Information given>

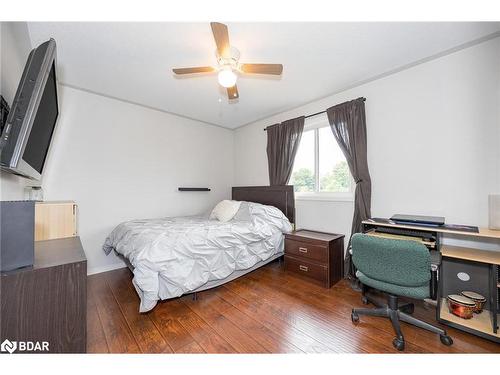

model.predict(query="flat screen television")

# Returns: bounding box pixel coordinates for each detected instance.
[0,38,59,180]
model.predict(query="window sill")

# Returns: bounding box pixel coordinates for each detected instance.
[295,194,354,203]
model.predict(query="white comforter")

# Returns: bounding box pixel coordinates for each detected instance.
[103,202,292,312]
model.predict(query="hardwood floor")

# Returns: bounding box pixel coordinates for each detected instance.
[87,260,500,353]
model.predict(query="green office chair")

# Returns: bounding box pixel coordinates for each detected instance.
[350,233,453,351]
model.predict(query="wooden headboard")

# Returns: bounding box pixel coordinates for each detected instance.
[232,185,295,224]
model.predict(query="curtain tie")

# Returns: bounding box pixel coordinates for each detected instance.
[355,178,363,184]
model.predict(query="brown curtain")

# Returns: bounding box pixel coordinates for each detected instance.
[326,98,371,279]
[266,116,305,185]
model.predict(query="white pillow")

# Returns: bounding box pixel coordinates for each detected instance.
[210,200,242,222]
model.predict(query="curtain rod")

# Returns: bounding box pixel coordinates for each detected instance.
[263,97,366,131]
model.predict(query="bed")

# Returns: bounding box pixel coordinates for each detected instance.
[103,186,295,312]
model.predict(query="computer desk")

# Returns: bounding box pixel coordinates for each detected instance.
[362,219,500,344]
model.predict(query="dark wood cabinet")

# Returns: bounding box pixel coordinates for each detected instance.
[284,230,344,288]
[1,237,87,353]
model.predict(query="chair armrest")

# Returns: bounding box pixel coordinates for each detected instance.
[430,265,438,300]
[429,251,441,300]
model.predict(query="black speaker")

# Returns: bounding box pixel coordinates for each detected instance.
[0,201,35,271]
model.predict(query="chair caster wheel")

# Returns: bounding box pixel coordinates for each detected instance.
[361,296,369,305]
[392,337,405,351]
[351,311,359,324]
[440,335,453,346]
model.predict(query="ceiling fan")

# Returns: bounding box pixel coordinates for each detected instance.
[172,22,283,100]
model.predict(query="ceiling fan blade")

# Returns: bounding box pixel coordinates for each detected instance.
[240,63,283,75]
[173,67,216,75]
[227,85,239,100]
[210,22,230,58]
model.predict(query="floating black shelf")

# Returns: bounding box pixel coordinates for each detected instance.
[178,187,211,192]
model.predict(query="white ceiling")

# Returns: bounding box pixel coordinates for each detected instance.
[27,22,500,129]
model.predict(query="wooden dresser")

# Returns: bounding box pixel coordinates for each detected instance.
[0,237,87,353]
[284,230,345,288]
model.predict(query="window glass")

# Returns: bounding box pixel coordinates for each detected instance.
[318,126,350,192]
[289,120,353,197]
[290,129,315,192]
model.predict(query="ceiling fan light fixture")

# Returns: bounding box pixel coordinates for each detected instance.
[172,22,283,101]
[217,68,237,88]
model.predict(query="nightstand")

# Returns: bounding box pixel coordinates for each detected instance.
[284,230,345,288]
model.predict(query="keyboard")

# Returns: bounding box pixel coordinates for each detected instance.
[375,226,435,240]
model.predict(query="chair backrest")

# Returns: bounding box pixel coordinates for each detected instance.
[351,233,431,287]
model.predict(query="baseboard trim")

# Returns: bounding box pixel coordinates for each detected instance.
[87,262,127,276]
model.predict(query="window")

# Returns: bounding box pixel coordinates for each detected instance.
[289,115,353,200]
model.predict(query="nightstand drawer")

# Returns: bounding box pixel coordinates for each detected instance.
[284,255,328,284]
[285,239,328,263]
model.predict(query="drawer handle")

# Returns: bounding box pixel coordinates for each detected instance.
[299,265,308,272]
[299,247,308,253]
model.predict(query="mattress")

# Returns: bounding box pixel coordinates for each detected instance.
[103,202,292,312]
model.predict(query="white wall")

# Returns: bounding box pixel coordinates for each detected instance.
[0,22,34,199]
[41,85,234,274]
[234,37,500,251]
[3,23,499,275]
[1,22,234,274]
[497,65,500,195]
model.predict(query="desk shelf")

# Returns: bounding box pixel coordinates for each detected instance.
[441,245,500,265]
[438,245,500,344]
[439,299,500,340]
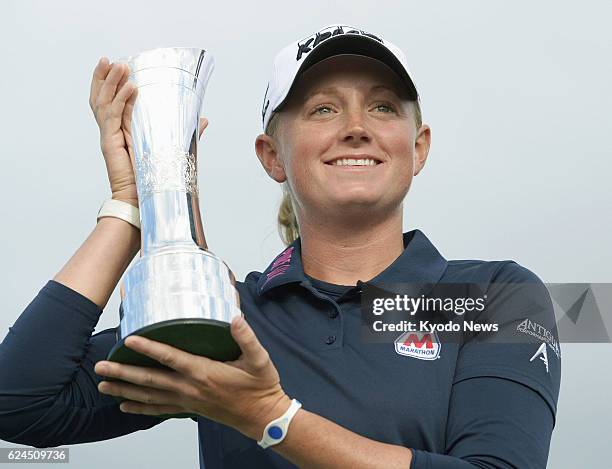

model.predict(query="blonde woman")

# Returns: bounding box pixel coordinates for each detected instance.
[0,24,560,468]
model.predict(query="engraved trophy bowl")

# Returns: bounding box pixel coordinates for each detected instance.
[105,48,242,417]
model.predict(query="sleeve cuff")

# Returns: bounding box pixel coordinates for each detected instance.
[411,449,478,468]
[43,280,103,323]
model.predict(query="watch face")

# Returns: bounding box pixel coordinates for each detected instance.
[268,425,284,440]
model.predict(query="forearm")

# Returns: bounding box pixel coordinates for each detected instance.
[271,409,413,469]
[0,280,106,443]
[0,299,163,446]
[53,207,140,309]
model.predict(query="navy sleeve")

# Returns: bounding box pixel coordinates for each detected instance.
[0,280,165,447]
[452,262,561,420]
[411,261,561,468]
[410,376,555,468]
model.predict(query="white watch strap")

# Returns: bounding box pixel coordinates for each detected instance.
[257,399,302,449]
[97,199,141,230]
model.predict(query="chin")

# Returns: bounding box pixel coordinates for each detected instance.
[334,185,382,198]
[327,193,383,209]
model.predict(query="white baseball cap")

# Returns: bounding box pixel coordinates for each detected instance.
[261,23,419,132]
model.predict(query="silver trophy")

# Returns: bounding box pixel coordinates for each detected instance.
[106,48,242,385]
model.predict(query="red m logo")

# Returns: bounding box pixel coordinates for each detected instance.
[402,333,434,349]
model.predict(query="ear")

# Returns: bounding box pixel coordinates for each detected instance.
[413,124,431,176]
[255,134,287,183]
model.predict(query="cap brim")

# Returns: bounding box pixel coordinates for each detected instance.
[274,34,418,112]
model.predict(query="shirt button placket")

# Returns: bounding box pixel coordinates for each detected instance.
[324,303,342,346]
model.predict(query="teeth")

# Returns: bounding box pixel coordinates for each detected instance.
[332,158,378,166]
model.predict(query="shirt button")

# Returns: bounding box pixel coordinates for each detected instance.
[329,310,338,318]
[325,335,336,345]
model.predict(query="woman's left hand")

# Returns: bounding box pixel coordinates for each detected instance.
[94,315,290,440]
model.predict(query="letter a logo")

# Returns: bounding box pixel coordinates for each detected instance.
[529,342,549,373]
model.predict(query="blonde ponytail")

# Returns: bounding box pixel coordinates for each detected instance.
[277,183,300,246]
[265,111,301,246]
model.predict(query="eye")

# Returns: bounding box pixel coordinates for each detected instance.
[374,103,396,113]
[312,105,333,115]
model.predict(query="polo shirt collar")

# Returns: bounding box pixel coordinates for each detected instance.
[257,229,448,296]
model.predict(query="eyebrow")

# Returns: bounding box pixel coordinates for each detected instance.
[303,84,400,103]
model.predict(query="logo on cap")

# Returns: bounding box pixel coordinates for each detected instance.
[261,84,270,124]
[296,25,383,62]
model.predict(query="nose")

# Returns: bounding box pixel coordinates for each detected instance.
[341,106,371,145]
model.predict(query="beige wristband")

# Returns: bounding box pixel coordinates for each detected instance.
[97,199,141,230]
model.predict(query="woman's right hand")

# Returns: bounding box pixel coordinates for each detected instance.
[89,57,209,207]
[90,58,139,205]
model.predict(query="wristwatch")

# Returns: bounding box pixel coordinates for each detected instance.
[97,199,141,230]
[257,399,302,449]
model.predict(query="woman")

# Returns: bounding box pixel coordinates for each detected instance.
[0,24,560,468]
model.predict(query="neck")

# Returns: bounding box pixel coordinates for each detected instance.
[298,209,405,286]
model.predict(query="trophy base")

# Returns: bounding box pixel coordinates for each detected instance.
[105,317,241,420]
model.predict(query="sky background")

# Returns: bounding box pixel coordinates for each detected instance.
[1,0,611,467]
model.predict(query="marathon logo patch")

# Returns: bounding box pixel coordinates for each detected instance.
[394,331,441,360]
[296,25,383,62]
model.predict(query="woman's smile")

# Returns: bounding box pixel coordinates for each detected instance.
[324,154,384,166]
[323,159,385,171]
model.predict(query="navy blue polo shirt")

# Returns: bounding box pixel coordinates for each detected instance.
[0,229,561,469]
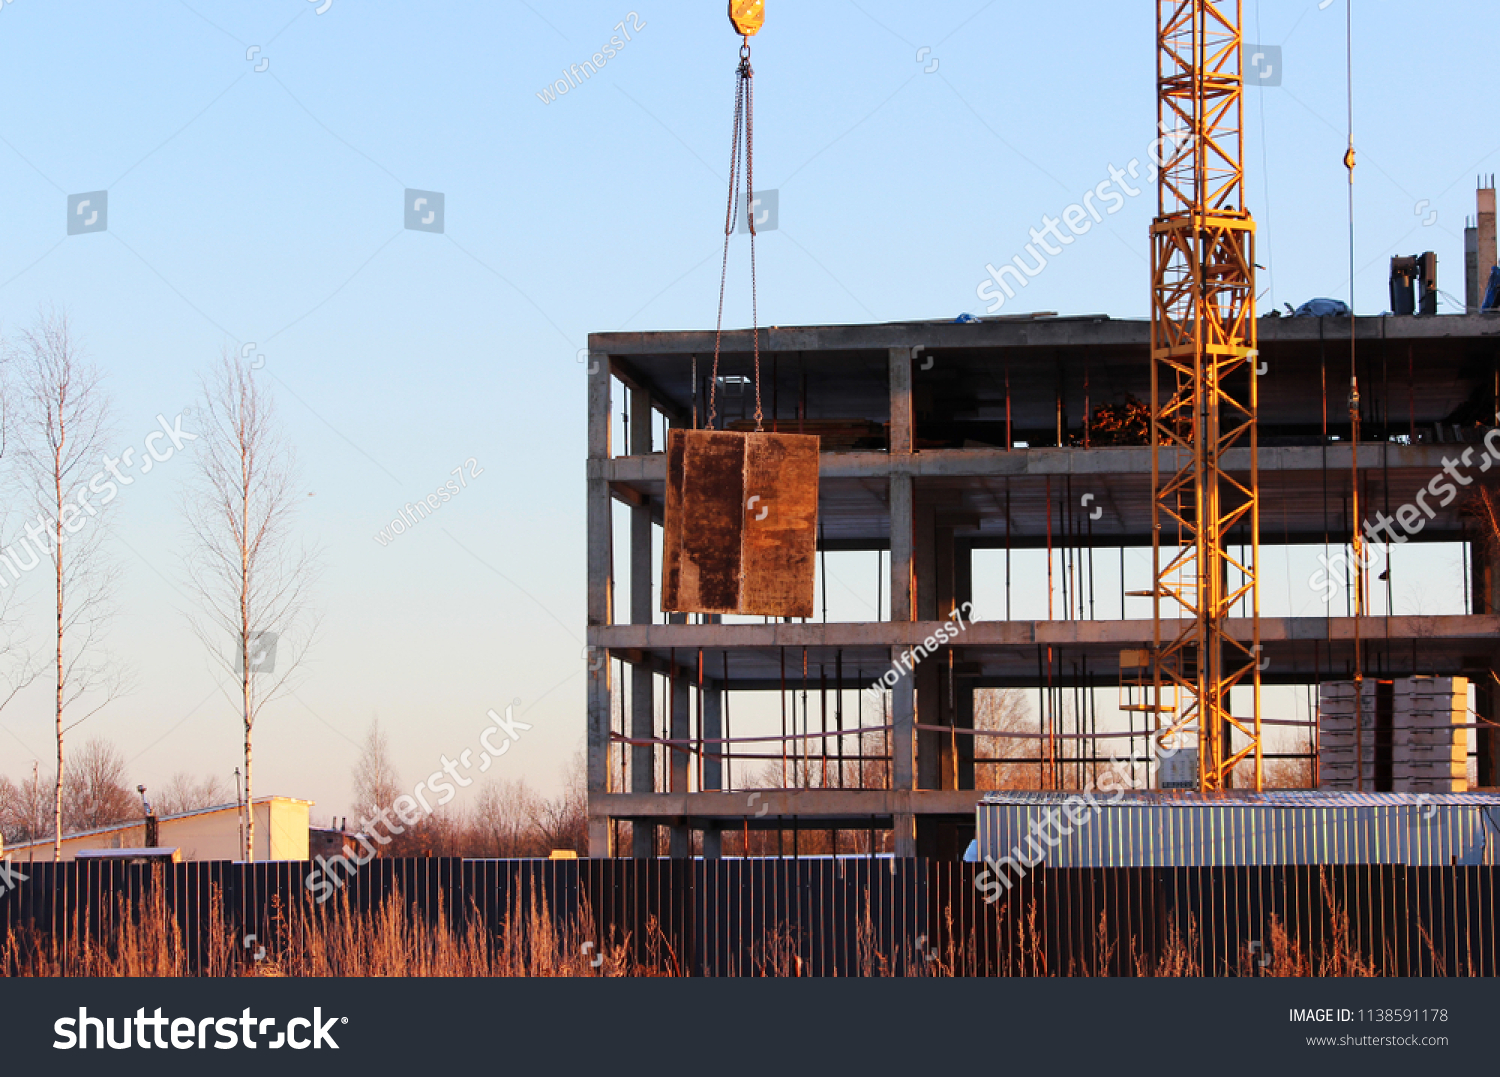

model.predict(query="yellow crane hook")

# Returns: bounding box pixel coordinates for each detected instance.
[729,0,764,37]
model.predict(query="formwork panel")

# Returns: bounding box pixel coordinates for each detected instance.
[661,429,818,618]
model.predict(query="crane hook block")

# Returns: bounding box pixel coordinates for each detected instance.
[729,0,764,37]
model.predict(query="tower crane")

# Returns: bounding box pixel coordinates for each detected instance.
[1148,1,1263,791]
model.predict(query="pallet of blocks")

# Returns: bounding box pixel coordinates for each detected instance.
[1393,676,1467,794]
[1317,676,1468,792]
[1317,680,1377,791]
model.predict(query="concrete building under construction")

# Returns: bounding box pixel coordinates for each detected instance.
[583,301,1500,859]
[579,3,1500,859]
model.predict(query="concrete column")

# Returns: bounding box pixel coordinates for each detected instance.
[889,345,914,624]
[700,670,724,855]
[892,810,915,859]
[915,495,937,791]
[629,386,656,857]
[889,345,913,455]
[955,674,976,790]
[889,345,916,855]
[890,476,913,624]
[586,661,613,857]
[916,659,942,791]
[892,648,916,856]
[1471,542,1499,786]
[586,351,614,857]
[916,516,957,792]
[955,540,976,791]
[703,679,723,791]
[914,500,938,621]
[1480,186,1497,294]
[1467,224,1481,313]
[669,669,691,856]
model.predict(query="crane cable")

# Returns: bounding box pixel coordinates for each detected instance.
[1343,0,1367,790]
[709,36,763,434]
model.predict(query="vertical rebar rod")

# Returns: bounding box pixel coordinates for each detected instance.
[723,651,732,790]
[801,647,809,788]
[820,665,828,789]
[836,650,845,789]
[1005,486,1013,621]
[1046,476,1055,622]
[780,646,787,787]
[1005,355,1013,450]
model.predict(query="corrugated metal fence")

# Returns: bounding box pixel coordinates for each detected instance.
[2,857,1497,976]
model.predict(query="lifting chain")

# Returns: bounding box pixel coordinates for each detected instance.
[709,38,763,433]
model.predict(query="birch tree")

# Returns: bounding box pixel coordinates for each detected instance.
[351,717,402,820]
[13,310,122,860]
[184,350,317,860]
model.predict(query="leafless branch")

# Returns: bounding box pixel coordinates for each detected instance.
[182,348,320,859]
[9,308,124,859]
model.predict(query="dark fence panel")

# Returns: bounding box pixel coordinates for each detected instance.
[3,857,1498,976]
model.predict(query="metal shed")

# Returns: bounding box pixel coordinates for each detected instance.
[976,790,1500,868]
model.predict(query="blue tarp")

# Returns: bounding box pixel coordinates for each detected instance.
[1293,297,1352,317]
[1484,266,1500,312]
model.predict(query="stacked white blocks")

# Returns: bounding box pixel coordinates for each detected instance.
[1318,680,1378,789]
[1394,676,1468,793]
[1317,676,1468,793]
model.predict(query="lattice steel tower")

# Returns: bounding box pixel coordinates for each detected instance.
[1149,0,1262,791]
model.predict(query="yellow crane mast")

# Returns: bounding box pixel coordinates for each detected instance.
[1149,0,1263,791]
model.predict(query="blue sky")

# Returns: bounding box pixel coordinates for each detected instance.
[0,1,1493,819]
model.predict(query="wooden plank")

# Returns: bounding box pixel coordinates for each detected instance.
[662,430,746,614]
[742,432,819,618]
[662,429,819,618]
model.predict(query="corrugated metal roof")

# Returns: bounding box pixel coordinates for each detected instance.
[980,790,1500,808]
[976,791,1500,867]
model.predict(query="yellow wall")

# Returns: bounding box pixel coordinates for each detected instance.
[4,798,312,862]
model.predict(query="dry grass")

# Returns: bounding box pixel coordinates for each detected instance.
[4,879,238,977]
[0,871,1409,978]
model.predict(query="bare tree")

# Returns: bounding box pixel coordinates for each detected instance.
[974,688,1040,791]
[61,737,137,832]
[12,310,123,860]
[1252,735,1316,789]
[527,751,588,853]
[154,770,233,816]
[0,763,51,846]
[468,777,542,856]
[184,350,318,860]
[351,718,403,819]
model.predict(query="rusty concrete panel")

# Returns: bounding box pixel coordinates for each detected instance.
[662,429,746,614]
[742,432,819,618]
[662,429,820,617]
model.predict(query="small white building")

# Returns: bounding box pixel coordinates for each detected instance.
[3,796,313,862]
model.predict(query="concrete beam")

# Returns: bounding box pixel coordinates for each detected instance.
[591,614,1500,651]
[602,442,1483,485]
[588,312,1500,359]
[594,789,981,820]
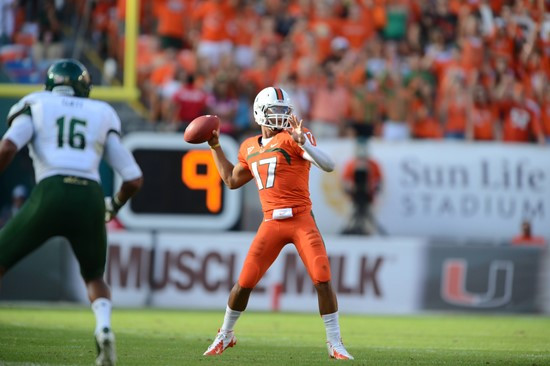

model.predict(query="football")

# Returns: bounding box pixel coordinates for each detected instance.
[184,115,220,144]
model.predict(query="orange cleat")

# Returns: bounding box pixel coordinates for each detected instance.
[327,339,354,360]
[203,329,237,356]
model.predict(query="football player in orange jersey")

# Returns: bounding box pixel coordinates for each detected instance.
[203,87,353,360]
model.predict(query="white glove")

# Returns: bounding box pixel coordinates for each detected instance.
[105,196,123,222]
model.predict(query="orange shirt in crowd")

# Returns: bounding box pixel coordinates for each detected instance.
[149,61,176,87]
[308,16,338,62]
[156,0,190,39]
[371,0,387,29]
[91,1,112,33]
[411,116,443,139]
[230,7,258,47]
[337,7,374,50]
[470,105,496,140]
[501,102,542,142]
[117,0,126,20]
[445,100,468,134]
[192,1,233,42]
[488,33,515,64]
[540,100,550,137]
[310,83,350,125]
[461,37,483,71]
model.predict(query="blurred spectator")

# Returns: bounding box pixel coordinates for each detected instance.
[156,0,189,50]
[381,0,409,41]
[31,0,63,62]
[90,0,114,60]
[169,72,209,131]
[229,0,259,69]
[380,73,411,141]
[337,1,375,53]
[420,0,458,46]
[322,36,350,69]
[500,83,545,144]
[206,76,239,136]
[0,0,16,46]
[539,84,550,143]
[233,78,256,135]
[346,69,381,139]
[278,72,309,122]
[511,220,546,247]
[410,100,443,139]
[191,0,234,70]
[145,49,178,122]
[0,185,27,228]
[466,84,500,141]
[439,66,469,139]
[309,71,350,138]
[308,1,339,63]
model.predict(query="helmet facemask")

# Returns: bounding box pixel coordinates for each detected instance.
[262,104,293,129]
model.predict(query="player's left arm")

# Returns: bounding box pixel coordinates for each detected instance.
[288,115,335,172]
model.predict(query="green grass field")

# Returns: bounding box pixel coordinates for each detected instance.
[0,304,549,366]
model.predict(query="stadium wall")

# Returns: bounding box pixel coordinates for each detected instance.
[1,232,545,314]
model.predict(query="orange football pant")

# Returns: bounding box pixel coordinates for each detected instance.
[238,207,331,289]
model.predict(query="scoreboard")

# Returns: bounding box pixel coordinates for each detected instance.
[115,133,242,230]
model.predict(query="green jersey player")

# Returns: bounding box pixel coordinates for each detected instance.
[0,59,143,366]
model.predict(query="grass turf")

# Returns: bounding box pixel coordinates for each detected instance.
[0,305,549,365]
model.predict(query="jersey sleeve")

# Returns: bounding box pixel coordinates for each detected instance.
[104,103,122,136]
[237,141,250,170]
[2,114,33,150]
[297,128,335,172]
[6,95,34,127]
[104,133,143,181]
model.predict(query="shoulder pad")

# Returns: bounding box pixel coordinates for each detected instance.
[7,100,32,127]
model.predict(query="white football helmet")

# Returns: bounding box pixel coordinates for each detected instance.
[253,87,294,129]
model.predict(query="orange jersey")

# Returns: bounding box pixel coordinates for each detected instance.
[238,129,314,213]
[471,105,496,140]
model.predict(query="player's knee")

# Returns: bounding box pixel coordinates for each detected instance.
[238,261,261,289]
[311,255,331,284]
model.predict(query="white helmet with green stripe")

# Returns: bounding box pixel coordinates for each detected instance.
[253,86,294,130]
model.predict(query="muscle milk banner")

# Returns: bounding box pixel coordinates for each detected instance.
[106,231,427,314]
[309,140,550,241]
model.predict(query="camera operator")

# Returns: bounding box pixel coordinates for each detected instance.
[341,139,383,235]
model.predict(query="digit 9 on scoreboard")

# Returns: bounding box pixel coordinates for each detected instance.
[115,133,242,230]
[181,150,221,213]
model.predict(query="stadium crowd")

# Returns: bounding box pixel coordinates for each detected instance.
[1,0,550,144]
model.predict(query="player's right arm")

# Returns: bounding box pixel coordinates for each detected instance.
[103,132,143,221]
[208,130,253,189]
[0,100,34,173]
[102,105,144,221]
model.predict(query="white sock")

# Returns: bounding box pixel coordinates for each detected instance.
[220,305,242,333]
[322,311,341,344]
[91,297,112,335]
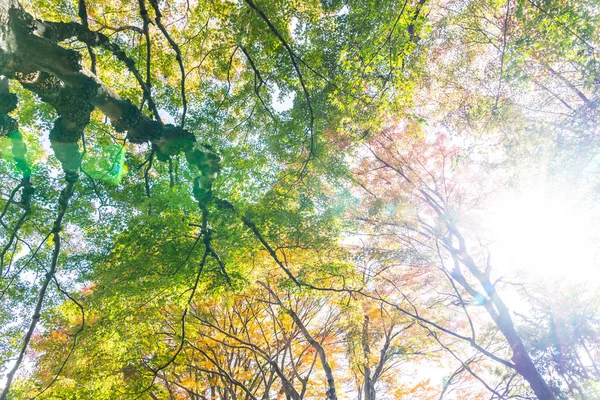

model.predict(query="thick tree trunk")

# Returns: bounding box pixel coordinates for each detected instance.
[1,1,220,197]
[456,249,557,400]
[494,310,557,399]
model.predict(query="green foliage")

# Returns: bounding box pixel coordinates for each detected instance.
[1,0,599,398]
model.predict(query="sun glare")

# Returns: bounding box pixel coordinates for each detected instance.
[486,187,599,283]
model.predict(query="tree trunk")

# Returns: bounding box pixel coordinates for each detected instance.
[450,233,557,400]
[362,315,376,400]
[474,265,556,399]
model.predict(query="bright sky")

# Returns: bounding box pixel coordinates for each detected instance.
[483,173,600,285]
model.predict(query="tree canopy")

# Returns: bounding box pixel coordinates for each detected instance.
[0,0,599,399]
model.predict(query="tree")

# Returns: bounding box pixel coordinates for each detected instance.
[1,0,599,399]
[518,284,600,399]
[0,0,429,396]
[354,125,557,398]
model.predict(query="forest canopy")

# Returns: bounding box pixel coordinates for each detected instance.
[0,0,599,399]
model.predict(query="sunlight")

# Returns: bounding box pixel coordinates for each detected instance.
[486,186,599,283]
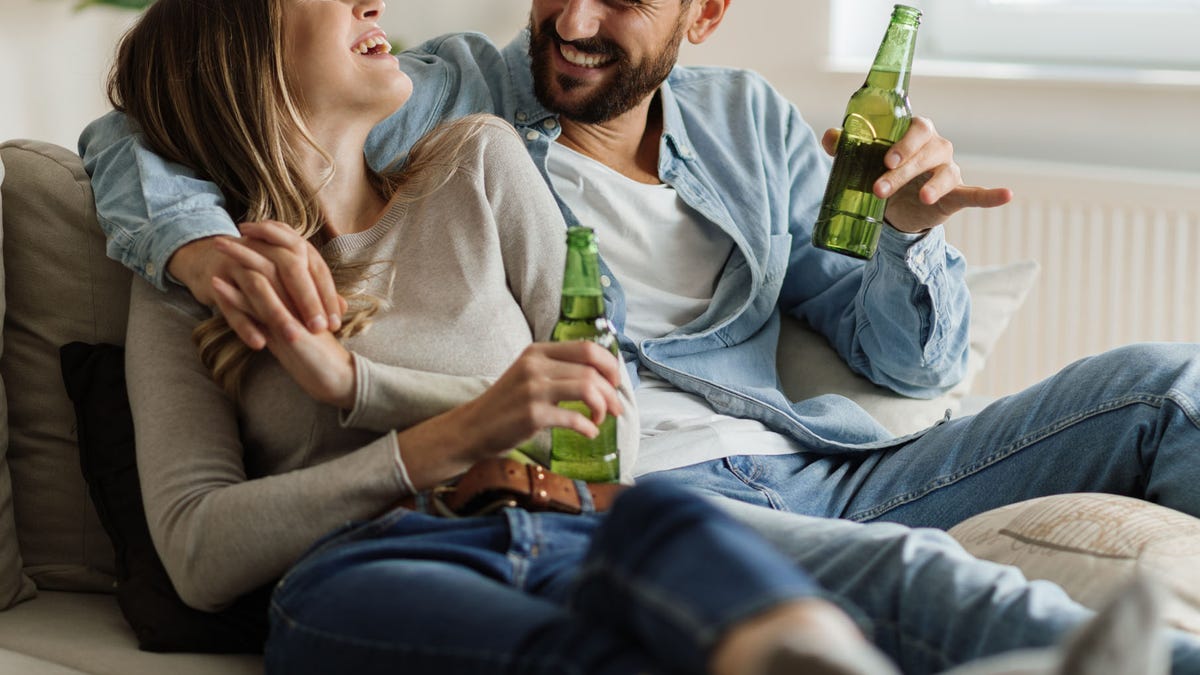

Problem statement> Search the listing for "white" and copy each line holding it.

Expected answer>
model.predict(query="white comforter")
model.predict(query="white pillow")
model.predict(query="white ceiling")
model.predict(query="white wall")
model.predict(query="white watch strap")
model.predict(query="white baseball cap")
model.predict(query="stacked white blocks")
model.predict(query="small white building")
model.predict(query="white glove")
model.predict(query="white football helmet")
model.predict(query="white helmet with green stripe")
model.predict(query="white sock")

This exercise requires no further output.